Print the entries below in their entirety, exactly as they are written.

:: Extracted entries

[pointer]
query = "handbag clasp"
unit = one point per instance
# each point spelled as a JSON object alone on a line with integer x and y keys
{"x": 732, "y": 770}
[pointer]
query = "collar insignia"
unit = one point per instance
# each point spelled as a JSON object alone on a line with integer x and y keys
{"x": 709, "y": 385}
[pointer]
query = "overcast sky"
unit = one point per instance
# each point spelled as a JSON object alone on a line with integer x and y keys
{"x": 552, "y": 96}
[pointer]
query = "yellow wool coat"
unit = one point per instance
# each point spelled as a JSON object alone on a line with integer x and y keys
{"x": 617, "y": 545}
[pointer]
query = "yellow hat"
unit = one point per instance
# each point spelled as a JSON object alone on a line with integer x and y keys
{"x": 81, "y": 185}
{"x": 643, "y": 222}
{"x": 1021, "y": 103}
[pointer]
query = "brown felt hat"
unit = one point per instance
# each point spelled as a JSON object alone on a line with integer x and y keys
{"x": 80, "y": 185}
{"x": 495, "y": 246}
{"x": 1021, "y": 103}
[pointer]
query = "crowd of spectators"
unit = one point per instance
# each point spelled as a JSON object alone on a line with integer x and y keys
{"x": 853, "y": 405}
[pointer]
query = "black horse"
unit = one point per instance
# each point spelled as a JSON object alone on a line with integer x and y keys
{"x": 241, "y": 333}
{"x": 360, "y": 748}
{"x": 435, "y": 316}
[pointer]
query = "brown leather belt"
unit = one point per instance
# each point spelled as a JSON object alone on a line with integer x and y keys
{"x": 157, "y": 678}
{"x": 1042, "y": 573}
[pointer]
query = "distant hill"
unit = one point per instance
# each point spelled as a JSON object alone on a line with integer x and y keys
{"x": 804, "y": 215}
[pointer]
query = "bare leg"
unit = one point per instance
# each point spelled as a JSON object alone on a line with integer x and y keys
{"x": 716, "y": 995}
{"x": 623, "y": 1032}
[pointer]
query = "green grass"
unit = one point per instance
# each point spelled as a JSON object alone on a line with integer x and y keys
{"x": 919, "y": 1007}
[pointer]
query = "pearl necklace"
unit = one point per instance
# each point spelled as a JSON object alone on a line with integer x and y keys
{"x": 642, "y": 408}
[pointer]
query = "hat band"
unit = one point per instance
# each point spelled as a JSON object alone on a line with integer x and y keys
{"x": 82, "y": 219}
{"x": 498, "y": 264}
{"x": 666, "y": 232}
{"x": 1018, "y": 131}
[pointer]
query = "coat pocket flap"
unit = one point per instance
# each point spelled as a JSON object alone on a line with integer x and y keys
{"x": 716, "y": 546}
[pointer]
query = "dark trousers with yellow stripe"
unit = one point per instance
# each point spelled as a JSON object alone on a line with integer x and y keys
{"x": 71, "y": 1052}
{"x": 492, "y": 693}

::::

» Response to this exercise
[pointer]
query = "handbag clasp"
unit = one point per instance
# each point spelled as a JSON object alone on a line with integer x and y keys
{"x": 732, "y": 770}
[pointer]
query = "collar insignia"
unit = one point per instance
# each point spelled as a JSON object alone on a line with integer x and y keys
{"x": 709, "y": 385}
[pointer]
query = "overcast sky"
unit = one point per instance
# each point spelled as a JSON object alone on a line with integer x and y keys
{"x": 552, "y": 96}
[pointer]
query = "yellow wool coat"
unit = one point per instance
# each point spelled as a JSON object alone on a line with integer x and y keys
{"x": 617, "y": 545}
[pointer]
query = "yellow hat"
unit = one point per instance
# each point spelled as a JSON object alone on a line with integer x and y keys
{"x": 81, "y": 185}
{"x": 643, "y": 222}
{"x": 1021, "y": 103}
[pointer]
query = "brown felt hat"
unit = one point per instance
# each point spelled as a JSON object alone on a line with integer x and y keys
{"x": 80, "y": 185}
{"x": 495, "y": 246}
{"x": 1021, "y": 103}
[pointer]
query = "crowd of spectators"
unit = one point per instance
# each point spelled as a JSON object alone on a line with integer x and y keys
{"x": 853, "y": 405}
[pointer]
query = "black horse"
unit = one point per instance
# each point spelled as a JSON object alone on a line with integer x and y keys
{"x": 241, "y": 333}
{"x": 360, "y": 748}
{"x": 435, "y": 316}
[pointer]
query = "brown leather belt"
unit = one point per instance
# each point spelled as a JSON object alone on a line with integer x and y keys
{"x": 157, "y": 678}
{"x": 1042, "y": 573}
[pointer]
query = "distant hill"
unit = one point per instance
# each point spelled as a JSON object alone on a line with integer x and y keys
{"x": 804, "y": 215}
[pointer]
query = "bare leg"
unit = one point per instance
# each point spelled as a JSON object alone on a line with integer x and y keys
{"x": 716, "y": 995}
{"x": 623, "y": 1032}
[pointer]
query = "green grass"
unit = one point per instance
# each point spelled as a JSON object alone on a line with integer x and y keys
{"x": 919, "y": 1007}
[pointer]
query = "pearl necklace"
unit = one point per instance
# each point spelled as a JSON object alone on a line with integer x and y keys
{"x": 642, "y": 408}
[pointer]
query = "hat band"
unit = one point per instance
# each point spelled as a JSON object alone on a line with integer x and y keys
{"x": 82, "y": 219}
{"x": 498, "y": 264}
{"x": 666, "y": 232}
{"x": 1018, "y": 131}
[pointer]
query = "coat pocket flap"
unit = one point per instance
# each point spelled as a JSON object alone on a line with integer x and y keys
{"x": 716, "y": 546}
[pointer]
query = "dark trousers with yellow stripe"
unit = one point per instance
# each point spelled as a JSON object alone on a line with integer x and y keys
{"x": 71, "y": 1052}
{"x": 492, "y": 693}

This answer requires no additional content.